Natural-language object grounding data:
──────
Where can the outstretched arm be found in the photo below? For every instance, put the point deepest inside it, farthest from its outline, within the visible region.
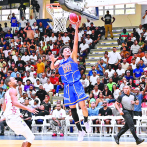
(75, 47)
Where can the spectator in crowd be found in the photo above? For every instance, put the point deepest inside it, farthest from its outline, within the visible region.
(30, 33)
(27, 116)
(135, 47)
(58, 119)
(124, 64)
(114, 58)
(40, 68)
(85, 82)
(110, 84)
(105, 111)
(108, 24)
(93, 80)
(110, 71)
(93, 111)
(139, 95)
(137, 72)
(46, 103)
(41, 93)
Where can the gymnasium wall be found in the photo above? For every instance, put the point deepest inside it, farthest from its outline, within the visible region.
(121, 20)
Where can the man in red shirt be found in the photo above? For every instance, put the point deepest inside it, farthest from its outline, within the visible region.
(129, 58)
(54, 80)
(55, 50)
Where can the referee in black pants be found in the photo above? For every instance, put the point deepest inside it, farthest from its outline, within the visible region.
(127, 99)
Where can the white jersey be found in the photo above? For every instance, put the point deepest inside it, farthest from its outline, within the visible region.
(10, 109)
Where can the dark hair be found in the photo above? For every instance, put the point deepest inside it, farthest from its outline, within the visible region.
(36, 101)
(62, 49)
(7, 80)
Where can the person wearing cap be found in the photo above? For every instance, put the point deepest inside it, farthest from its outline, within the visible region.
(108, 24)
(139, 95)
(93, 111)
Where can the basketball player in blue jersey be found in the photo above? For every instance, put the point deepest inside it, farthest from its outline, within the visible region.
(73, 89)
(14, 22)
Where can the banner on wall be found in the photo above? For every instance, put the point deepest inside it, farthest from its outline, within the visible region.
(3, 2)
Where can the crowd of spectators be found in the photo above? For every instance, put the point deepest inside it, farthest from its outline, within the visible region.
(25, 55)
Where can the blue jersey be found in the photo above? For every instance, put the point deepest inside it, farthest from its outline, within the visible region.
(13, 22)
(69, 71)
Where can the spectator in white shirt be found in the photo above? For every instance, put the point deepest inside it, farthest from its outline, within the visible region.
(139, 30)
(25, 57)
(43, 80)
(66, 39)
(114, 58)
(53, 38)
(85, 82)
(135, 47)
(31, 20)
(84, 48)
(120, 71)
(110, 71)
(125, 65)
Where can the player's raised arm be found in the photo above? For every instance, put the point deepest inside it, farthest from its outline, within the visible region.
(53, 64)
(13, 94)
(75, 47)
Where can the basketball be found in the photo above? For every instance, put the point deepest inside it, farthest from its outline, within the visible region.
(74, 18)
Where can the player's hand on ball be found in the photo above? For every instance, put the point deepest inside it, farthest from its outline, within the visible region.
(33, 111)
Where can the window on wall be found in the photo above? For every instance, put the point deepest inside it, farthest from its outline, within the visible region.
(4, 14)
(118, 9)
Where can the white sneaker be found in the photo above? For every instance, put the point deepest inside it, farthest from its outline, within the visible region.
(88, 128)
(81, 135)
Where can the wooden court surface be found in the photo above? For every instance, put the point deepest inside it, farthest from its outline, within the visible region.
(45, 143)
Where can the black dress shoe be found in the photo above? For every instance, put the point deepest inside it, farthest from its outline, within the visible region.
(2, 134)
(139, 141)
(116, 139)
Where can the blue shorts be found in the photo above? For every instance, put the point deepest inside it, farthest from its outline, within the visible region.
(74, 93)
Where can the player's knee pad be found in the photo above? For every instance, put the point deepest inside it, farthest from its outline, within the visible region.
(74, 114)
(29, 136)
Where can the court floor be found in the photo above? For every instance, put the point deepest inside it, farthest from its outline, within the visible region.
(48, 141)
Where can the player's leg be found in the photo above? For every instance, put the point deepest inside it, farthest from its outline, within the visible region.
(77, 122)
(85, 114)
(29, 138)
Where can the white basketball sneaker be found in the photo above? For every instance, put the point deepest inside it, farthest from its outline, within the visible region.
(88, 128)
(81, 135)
──────
Omit every picture while transcribing the records above exactly.

Expected output:
Where can the outstretched arm be found in the photo below? For every instance, put the point deepest inside it, farthest from its outline, within the visible region.
(75, 47)
Where can the spectator in crowd be found in the photo above? For every instance, put the point deepest inside it, farthest from its outline, within the visible region.
(30, 33)
(27, 116)
(135, 47)
(58, 119)
(124, 64)
(114, 58)
(40, 68)
(85, 82)
(110, 84)
(105, 111)
(108, 24)
(93, 80)
(110, 71)
(93, 111)
(139, 95)
(137, 72)
(46, 103)
(41, 93)
Where can the gymnasium wall be found in the photo above? For every instance, put the point deepest inside it, farthest from its outline, within the visible region.
(121, 20)
Where can the man in red shirt be found in the photo above? For every instance, put the point deepest inside it, farthest from its outline, within the visible region.
(129, 58)
(54, 80)
(55, 50)
Where can the referee in black pants be found in the photo above? For every instance, put the point deepest inside it, farthest from its outline, within the visible region.
(127, 99)
Where can the white jersey be found in the photo above? For every instance, put the point deepest inside it, farthest from its outline, within the visible region.
(10, 109)
Where can the dark hair be found in the photo above? For every instance, put the point deepest inside it, farthest from its outline, within the visible region.
(36, 101)
(62, 49)
(7, 80)
Where can the person wearing cap be found in the photo above? For every instance, put the point deepest inside it, farthest from its outline, within the visible region.
(108, 24)
(139, 95)
(93, 111)
Where can the basketball player in blue jersey be found in the photo above? For every instance, put the point deepest inside it, farthest from its outline, within the visible region.
(73, 89)
(14, 22)
Where can the banner on wall be found in the photo above? For every instance, put the point deepest inside it, farthest from its outline, within the visible region.
(3, 2)
Where can the crowd of spectators be found in the photo above? For every instance, put the point deepest inside it, farthest from its outline, within the visible region.
(25, 55)
Where can the blue jersey be found in the photo above? For every instance, put the point deepest inside it, farthest from its outline, within the visible region.
(13, 22)
(69, 71)
Where can the spectator in white shirt be found in the photo above? For every instance, put the point deepest inside it, farthest from its outline, within the visible region.
(139, 30)
(25, 57)
(43, 80)
(66, 39)
(114, 58)
(53, 38)
(85, 82)
(135, 47)
(31, 20)
(84, 48)
(120, 71)
(110, 71)
(125, 65)
Where can the player's raised arm be found in the photo above? For every instance, put the point deepest inside it, farthest from its outline, within the visible region.
(53, 64)
(13, 94)
(75, 47)
Where can the basketball be found in the photo above? For every instance, put the point deepest inside it, farthest from its outline, within the visible region.
(74, 18)
Where can the player's hand on ball be found in the photo above? For every instance, put the point deepest inside it, farthest from its outline, within the visible region.
(33, 111)
Where can the window on wall be found in the photo above? For every instance, put the point deepest inside it, farthest from its outline, within the visible region.
(4, 14)
(118, 9)
Where can the white sneaker be found in the photo above? For every instance, put the point deepest inside it, farthest from its outline, within the visible region.
(88, 128)
(81, 135)
Where can the wooden court surface be found in the photo above? For every instance, put the point deepest inside it, farthest from its outline, within the visible region.
(45, 143)
Where can the black dress shoe be found in the photo above? For every instance, put the point deepest inside it, farthest from its outline, within the visible region.
(2, 134)
(139, 141)
(116, 139)
Where can the blue shorts be found in the photo above? For every instance, put the point deepest inside it, farthest from its outline, within the visible region.
(74, 93)
Where can the player's knee pad be found in the photo above? For every instance, put the point deepest inside it, farthest from its outline, within the visible region.
(74, 114)
(29, 136)
Where can the court floor be found in the photo above? For every instance, put the point deepest inside it, farthest from its outline, within the visible region.
(48, 141)
Where can the player's leg be found in the photo above? For every instance, put the point deepest inside it, farthest from its outline, within the visible region.
(77, 122)
(85, 114)
(29, 138)
Where can the white basketball sneaker be found in the photo above? For every instance, put the point deepest inside it, farthest from its outline, within the visible region.
(88, 128)
(81, 135)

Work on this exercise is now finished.